=== TASK GOAL ===
Omit all pictures. Copy exactly the lines from the line containing "[tag] narrow road: a pin per instance" to the end of the listing, with both ends included.

=== EXTRACTED MATERIAL ===
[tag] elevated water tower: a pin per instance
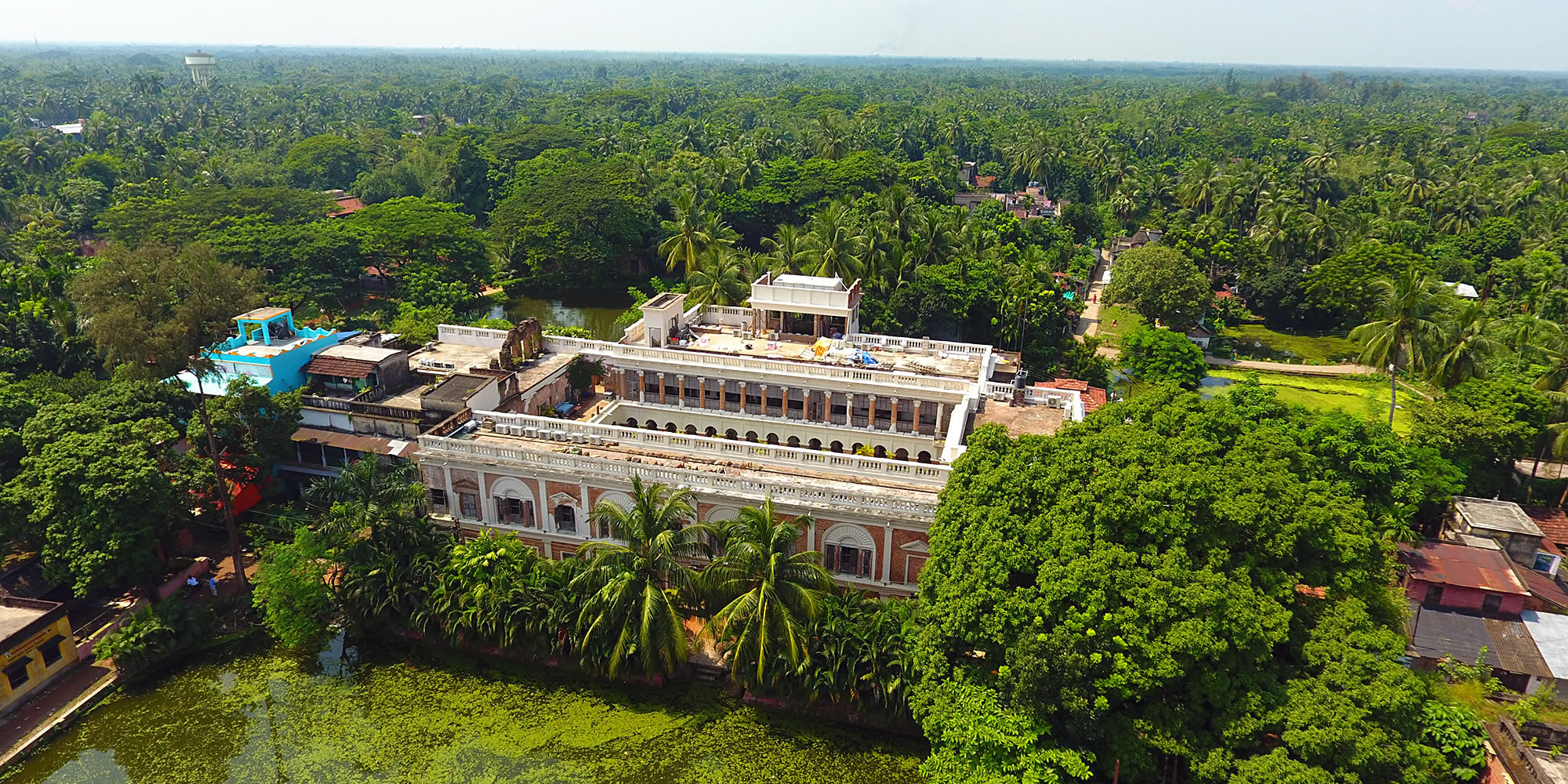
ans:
(201, 67)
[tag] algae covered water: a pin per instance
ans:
(393, 717)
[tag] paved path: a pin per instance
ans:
(1089, 321)
(54, 706)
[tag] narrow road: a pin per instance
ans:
(1089, 321)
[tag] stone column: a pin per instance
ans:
(888, 553)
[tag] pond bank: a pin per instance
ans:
(396, 716)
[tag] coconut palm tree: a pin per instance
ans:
(1467, 346)
(689, 233)
(633, 614)
(722, 280)
(786, 250)
(835, 245)
(1412, 307)
(769, 590)
(369, 493)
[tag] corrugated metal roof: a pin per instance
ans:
(1453, 564)
(1552, 639)
(1515, 648)
(1552, 523)
(1544, 587)
(355, 441)
(1436, 634)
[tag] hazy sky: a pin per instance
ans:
(1428, 34)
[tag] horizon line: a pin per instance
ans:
(766, 56)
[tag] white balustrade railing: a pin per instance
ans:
(700, 360)
(477, 336)
(717, 448)
(915, 344)
(866, 501)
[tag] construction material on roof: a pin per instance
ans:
(371, 445)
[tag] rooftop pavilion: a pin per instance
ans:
(267, 349)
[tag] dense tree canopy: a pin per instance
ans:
(1161, 285)
(1177, 578)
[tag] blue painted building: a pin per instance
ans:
(270, 350)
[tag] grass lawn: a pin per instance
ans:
(1125, 322)
(1287, 347)
(1362, 396)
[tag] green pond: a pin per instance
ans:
(401, 717)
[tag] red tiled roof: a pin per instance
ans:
(1453, 564)
(1064, 383)
(339, 368)
(1553, 523)
(347, 206)
(1094, 399)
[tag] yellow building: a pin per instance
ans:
(37, 645)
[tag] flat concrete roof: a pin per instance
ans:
(1497, 517)
(735, 468)
(16, 619)
(360, 352)
(1022, 421)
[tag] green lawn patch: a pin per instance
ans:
(1116, 322)
(1260, 343)
(1362, 396)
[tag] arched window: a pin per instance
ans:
(514, 504)
(565, 518)
(849, 550)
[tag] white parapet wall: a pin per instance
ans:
(476, 336)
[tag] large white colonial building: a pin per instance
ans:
(785, 399)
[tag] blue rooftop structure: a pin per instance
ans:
(270, 350)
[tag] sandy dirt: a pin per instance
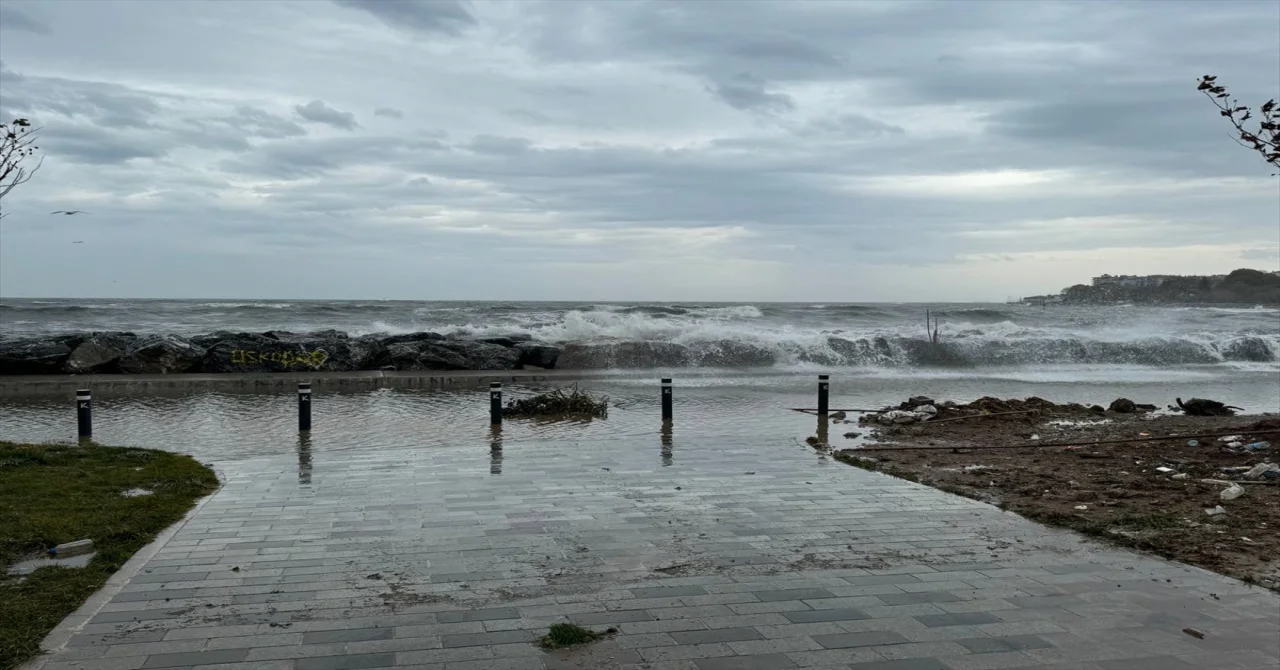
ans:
(1130, 493)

=== REPLY ===
[tag] narrow road: a pin per instance
ans:
(1089, 321)
[tag] stone column: a pin per instance
ans:
(888, 553)
[tag] pond bank: a pin per instance
ans:
(396, 716)
[tag] coconut palm tree: a pin per instance
ans:
(1467, 346)
(689, 233)
(633, 614)
(722, 280)
(786, 250)
(835, 245)
(1412, 307)
(769, 590)
(369, 493)
[tag] corrugated metal roof: a pin per instance
ans:
(1453, 564)
(1552, 639)
(1515, 648)
(1552, 523)
(1544, 587)
(355, 441)
(1436, 634)
[tag] hazy sky: a pin per instance
ans:
(1428, 34)
[tag] horizon line: a pin per instance
ans:
(766, 56)
[tag] white balustrade railing: a pin per instance
ans:
(700, 360)
(477, 336)
(717, 448)
(915, 344)
(866, 501)
[tag] construction material on roof: a pin per instance
ans:
(371, 445)
[tag] rooftop pavilion: a pin per instance
ans:
(267, 349)
[tag] dense tree canopy: a pin per instance
ans:
(1161, 285)
(1177, 578)
[tag] blue painted building: a pin per instance
ans:
(270, 350)
[tag] grass lawn: a pin per instance
ans:
(1125, 322)
(1287, 347)
(1362, 396)
[tag] green pond: a pin per instance
ans:
(401, 717)
[tag] red tiled roof: a pin per instance
ans:
(1453, 564)
(1064, 383)
(339, 368)
(1553, 523)
(347, 206)
(1094, 399)
[tag] yellow building: a pin per instance
ans:
(37, 645)
[tag] flat concrete roof: a pin per instance
ans:
(1497, 517)
(735, 468)
(16, 619)
(360, 352)
(1022, 421)
[tag] green lawn patch: a pin per instance
ans:
(1116, 322)
(1260, 343)
(1362, 396)
[tag] arched window: a pin per instance
ans:
(514, 504)
(565, 518)
(849, 550)
[tag] white parapet wall: a pin per instance
ans:
(476, 336)
[tag] large white colonial building: a pin per instance
ans:
(785, 399)
[tag] blue rooftop structure: a pin per instance
ans:
(270, 350)
[tag] sandy dirt: a pin per instance
ans:
(1130, 493)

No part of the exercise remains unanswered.